• Task goal
Repeat word for word the data starting at the line that contains "Practice. Identify the wispy" and ending at the last line of the data, with both of those lines included.

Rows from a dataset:
— START —

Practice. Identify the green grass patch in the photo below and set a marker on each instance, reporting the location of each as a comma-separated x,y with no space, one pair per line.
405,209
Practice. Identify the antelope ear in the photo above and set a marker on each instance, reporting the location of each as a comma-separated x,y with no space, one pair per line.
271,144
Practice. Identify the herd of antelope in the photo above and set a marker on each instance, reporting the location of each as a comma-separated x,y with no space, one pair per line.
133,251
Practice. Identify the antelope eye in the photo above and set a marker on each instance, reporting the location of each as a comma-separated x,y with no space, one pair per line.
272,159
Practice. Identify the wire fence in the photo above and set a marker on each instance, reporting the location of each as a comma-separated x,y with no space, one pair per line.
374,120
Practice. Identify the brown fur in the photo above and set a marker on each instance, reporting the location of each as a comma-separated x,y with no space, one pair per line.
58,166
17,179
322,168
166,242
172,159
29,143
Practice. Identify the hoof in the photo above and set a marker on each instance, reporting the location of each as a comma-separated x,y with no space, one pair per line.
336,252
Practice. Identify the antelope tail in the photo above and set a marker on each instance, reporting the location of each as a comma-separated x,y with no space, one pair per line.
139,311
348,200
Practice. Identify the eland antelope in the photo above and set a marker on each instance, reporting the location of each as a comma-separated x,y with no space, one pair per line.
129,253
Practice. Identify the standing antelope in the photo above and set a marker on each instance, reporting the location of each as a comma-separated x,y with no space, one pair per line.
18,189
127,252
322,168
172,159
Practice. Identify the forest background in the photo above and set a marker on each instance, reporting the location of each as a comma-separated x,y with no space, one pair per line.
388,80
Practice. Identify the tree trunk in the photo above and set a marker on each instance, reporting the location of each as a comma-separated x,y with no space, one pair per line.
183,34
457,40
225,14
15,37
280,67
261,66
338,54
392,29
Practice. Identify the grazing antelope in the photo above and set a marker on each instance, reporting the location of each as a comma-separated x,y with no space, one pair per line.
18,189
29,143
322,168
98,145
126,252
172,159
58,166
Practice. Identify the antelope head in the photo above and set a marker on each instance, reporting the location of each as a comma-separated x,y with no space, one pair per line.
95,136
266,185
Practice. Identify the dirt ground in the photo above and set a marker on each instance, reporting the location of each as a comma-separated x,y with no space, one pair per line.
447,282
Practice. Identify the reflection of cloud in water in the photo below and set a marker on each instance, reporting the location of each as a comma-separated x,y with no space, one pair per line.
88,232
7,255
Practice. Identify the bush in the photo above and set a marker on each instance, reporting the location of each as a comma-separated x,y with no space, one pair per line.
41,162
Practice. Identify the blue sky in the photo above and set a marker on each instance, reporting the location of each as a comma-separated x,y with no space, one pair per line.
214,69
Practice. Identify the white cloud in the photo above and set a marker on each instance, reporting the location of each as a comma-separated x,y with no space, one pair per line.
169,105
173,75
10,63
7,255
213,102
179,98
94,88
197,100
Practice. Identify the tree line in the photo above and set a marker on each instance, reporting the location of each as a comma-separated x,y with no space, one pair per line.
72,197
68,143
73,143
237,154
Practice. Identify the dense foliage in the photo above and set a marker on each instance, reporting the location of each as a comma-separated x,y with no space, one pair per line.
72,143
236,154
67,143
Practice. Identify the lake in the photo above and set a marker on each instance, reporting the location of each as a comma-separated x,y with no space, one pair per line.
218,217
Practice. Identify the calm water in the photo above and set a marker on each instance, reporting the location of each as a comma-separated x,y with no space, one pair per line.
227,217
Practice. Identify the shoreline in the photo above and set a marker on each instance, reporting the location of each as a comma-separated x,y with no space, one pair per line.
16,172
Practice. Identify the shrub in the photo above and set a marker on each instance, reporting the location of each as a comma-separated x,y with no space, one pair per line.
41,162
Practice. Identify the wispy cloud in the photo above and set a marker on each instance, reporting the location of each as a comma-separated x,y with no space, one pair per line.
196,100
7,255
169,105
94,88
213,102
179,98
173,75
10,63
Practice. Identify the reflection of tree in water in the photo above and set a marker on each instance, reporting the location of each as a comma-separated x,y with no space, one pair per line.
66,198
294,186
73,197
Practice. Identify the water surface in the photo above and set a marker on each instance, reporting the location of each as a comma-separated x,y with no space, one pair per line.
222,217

— END —

• Worked answer
Practice. Identify the wispy cloud in the photo above and set a marker on each instance, reporting the location of each as a comma-separated x,y with no space, one pair per line.
196,100
7,255
169,105
94,88
213,102
179,98
173,75
10,63
Practice. Identify the reflection of tree in water in the photo above and set a marker on each instance, reporting the location of each as a comma-separated x,y with no space, one pair per line.
66,198
294,186
73,197
Practice. Identify the water surface in the photo above and set a marker on each instance, reporting the location of each as a comma-separated x,y with no space, one pair per line.
222,217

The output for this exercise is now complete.